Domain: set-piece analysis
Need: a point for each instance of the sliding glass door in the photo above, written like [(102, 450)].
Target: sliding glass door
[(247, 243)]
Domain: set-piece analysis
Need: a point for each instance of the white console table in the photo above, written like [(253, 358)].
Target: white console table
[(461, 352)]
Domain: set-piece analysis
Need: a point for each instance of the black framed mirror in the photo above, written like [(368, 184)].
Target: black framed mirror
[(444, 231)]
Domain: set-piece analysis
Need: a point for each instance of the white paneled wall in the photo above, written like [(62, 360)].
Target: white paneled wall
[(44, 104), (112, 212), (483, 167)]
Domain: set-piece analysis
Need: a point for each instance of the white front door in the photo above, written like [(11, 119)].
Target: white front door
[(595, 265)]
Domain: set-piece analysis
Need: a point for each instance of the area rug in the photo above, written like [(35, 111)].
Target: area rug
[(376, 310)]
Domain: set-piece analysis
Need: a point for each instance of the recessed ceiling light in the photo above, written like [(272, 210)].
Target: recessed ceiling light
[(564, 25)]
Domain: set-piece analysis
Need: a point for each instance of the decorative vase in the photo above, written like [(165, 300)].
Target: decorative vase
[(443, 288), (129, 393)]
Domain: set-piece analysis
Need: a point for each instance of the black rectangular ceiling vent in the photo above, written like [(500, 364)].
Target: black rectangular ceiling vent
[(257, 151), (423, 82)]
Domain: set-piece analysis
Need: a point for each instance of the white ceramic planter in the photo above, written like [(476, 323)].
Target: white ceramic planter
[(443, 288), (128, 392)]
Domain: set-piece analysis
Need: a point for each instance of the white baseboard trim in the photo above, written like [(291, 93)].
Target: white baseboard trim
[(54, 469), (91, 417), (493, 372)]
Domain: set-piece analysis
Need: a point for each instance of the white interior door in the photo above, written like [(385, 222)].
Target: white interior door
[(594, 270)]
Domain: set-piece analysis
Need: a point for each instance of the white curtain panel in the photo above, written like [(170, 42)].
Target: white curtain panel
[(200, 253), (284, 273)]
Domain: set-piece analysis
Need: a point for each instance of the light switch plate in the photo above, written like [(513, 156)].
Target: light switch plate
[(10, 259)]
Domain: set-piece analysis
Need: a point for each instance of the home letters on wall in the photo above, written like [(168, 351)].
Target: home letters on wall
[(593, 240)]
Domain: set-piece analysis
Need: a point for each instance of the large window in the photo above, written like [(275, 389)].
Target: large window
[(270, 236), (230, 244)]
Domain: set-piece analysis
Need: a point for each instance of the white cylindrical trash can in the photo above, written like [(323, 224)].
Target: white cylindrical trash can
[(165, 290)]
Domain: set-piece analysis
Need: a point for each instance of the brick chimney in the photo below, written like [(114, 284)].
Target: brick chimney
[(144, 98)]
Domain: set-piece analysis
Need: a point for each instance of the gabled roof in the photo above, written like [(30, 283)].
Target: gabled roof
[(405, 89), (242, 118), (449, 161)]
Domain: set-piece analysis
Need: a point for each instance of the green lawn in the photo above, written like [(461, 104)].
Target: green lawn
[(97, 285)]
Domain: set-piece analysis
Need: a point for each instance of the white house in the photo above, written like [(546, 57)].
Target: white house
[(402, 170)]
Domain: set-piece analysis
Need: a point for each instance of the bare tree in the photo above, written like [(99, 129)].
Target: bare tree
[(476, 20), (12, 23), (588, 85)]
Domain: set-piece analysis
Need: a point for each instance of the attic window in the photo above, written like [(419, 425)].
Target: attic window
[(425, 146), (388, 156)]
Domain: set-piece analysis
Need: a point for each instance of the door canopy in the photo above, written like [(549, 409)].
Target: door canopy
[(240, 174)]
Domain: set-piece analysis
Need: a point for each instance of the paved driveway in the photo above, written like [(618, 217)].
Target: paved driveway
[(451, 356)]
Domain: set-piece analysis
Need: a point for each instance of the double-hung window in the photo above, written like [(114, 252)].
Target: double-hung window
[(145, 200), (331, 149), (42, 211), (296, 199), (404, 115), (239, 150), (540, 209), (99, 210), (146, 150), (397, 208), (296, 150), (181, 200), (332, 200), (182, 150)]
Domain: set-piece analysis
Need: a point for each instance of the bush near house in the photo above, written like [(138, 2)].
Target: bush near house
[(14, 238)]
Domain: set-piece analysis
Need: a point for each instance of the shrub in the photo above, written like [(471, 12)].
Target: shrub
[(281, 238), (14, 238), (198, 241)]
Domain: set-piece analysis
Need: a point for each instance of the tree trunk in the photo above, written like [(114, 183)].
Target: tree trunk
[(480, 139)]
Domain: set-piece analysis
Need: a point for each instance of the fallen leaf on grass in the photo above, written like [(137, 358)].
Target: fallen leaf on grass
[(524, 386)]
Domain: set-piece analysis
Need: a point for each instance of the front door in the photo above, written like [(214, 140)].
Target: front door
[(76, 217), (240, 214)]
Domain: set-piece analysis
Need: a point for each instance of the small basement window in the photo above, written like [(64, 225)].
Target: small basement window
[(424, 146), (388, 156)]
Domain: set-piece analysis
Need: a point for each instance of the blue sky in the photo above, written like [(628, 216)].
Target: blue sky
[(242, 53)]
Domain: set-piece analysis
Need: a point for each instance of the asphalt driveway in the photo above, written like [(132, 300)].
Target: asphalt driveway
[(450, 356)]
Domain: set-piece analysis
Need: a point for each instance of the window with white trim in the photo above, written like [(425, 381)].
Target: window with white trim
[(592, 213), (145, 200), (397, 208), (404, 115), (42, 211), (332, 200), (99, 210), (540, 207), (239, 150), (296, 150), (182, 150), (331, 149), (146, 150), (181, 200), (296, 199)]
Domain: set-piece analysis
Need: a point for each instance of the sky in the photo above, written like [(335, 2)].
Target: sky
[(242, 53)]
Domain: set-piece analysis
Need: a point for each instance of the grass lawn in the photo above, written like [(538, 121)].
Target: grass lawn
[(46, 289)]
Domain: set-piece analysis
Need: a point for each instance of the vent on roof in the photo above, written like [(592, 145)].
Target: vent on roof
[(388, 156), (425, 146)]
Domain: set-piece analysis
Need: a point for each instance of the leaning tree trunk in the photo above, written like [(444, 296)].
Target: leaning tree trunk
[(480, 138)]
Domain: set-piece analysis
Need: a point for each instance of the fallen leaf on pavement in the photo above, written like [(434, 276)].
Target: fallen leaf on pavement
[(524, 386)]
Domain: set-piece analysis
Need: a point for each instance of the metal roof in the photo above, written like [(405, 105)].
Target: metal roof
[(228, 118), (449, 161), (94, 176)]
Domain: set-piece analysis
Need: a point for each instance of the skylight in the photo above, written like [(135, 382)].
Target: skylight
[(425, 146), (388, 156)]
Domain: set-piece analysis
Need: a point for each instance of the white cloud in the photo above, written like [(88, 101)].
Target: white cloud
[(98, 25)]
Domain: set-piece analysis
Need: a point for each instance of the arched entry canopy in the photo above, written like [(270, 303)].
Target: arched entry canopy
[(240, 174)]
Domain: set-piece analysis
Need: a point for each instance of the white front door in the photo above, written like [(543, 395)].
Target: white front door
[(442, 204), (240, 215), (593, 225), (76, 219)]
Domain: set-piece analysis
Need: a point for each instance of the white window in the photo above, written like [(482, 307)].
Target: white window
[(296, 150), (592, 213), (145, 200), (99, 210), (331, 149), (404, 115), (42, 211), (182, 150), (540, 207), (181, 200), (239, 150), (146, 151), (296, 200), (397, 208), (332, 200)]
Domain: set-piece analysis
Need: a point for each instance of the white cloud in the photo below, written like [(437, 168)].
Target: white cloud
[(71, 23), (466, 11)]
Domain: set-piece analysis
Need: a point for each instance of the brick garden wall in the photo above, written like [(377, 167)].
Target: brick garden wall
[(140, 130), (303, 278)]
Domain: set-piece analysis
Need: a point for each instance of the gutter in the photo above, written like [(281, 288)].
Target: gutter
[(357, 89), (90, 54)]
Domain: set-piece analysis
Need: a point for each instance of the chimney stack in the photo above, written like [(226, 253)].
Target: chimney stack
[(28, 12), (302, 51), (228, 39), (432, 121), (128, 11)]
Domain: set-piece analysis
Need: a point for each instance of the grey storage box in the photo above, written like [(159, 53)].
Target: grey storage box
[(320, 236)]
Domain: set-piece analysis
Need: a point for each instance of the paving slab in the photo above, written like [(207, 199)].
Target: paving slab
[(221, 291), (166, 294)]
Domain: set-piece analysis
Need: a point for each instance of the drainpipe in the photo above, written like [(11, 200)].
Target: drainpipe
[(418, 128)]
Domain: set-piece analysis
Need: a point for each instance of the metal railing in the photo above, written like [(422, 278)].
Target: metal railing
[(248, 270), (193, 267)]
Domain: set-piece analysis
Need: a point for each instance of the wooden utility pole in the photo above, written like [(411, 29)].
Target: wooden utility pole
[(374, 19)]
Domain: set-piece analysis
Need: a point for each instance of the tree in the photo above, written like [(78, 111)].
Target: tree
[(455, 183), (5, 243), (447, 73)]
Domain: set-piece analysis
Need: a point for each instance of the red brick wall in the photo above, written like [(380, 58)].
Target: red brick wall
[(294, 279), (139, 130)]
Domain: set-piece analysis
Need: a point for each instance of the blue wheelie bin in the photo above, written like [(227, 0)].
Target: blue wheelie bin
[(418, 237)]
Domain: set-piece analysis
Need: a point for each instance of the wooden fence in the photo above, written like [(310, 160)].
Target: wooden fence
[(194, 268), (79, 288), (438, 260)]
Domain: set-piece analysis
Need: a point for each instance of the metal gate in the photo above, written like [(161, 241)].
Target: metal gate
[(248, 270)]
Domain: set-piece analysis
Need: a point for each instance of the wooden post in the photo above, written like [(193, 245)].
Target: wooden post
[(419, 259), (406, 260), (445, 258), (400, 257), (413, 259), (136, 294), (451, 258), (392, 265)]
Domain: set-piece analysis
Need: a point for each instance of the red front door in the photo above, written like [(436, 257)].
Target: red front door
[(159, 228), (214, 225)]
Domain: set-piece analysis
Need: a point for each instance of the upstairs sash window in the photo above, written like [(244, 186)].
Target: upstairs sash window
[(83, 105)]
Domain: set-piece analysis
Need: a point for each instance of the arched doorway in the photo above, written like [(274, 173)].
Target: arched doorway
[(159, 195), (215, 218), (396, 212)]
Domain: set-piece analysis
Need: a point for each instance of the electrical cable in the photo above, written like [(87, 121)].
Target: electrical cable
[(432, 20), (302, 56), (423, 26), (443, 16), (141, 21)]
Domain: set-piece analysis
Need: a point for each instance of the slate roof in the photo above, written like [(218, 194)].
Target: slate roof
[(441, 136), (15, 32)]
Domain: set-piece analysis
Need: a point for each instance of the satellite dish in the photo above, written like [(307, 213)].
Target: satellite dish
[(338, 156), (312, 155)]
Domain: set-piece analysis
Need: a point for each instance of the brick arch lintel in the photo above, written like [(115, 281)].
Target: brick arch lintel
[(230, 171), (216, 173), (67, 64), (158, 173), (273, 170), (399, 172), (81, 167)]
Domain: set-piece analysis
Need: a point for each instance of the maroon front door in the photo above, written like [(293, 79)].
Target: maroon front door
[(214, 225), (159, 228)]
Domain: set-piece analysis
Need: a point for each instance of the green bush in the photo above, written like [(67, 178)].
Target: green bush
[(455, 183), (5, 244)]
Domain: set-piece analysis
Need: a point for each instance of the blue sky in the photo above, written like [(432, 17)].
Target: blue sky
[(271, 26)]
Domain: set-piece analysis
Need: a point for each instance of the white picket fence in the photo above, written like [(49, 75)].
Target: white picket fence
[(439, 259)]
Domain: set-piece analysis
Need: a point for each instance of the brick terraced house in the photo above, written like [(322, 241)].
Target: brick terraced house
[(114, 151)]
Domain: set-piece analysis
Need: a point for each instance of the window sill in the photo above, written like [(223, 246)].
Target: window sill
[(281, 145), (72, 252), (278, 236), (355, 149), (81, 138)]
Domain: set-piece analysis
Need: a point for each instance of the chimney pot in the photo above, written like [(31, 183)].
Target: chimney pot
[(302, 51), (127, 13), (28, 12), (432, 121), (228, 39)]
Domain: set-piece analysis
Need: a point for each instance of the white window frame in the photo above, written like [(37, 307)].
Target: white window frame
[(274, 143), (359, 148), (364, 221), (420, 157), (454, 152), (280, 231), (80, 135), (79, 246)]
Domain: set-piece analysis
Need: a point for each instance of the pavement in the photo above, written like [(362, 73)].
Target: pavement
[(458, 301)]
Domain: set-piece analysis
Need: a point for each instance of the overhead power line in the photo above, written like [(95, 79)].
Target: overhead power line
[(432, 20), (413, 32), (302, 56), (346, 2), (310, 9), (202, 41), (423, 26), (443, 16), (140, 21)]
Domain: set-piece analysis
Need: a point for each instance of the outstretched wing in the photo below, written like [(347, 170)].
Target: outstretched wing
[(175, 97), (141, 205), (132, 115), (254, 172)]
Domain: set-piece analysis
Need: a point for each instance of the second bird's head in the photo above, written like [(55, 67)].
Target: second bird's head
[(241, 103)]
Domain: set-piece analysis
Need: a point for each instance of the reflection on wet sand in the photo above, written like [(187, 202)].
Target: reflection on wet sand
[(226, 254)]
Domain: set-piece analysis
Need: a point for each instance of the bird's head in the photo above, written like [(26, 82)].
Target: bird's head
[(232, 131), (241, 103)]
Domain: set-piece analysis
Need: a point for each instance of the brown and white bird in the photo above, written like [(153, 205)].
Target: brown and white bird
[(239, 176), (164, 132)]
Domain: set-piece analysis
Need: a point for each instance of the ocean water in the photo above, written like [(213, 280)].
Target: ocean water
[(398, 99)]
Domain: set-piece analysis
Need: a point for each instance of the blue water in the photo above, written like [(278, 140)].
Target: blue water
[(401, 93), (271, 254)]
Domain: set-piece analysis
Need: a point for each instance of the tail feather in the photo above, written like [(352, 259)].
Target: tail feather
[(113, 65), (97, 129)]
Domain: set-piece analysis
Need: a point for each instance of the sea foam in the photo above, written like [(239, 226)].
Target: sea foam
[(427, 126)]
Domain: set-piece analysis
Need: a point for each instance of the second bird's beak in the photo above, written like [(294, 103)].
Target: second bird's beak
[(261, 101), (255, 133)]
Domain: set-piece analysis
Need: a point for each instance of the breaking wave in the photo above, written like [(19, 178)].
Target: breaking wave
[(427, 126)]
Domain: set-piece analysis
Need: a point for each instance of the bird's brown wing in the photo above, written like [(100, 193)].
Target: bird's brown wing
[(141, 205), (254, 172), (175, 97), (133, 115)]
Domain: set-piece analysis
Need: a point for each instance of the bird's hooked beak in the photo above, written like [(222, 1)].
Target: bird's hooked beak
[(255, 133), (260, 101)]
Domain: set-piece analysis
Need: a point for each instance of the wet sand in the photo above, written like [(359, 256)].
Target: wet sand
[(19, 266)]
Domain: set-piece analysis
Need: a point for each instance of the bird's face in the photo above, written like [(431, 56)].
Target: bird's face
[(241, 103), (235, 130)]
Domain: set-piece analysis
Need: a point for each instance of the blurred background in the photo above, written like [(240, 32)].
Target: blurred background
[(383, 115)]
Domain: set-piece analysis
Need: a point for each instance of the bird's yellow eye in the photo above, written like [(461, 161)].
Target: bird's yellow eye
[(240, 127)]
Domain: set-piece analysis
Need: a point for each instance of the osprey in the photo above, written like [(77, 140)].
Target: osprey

## Given exercise:
Report every line of the data above that contains the string "satellite", copying each such line in full.

## Exercise response:
Need: a point for each instance of the satellite dish in the photo above, written like [(307, 213)].
Target: satellite dish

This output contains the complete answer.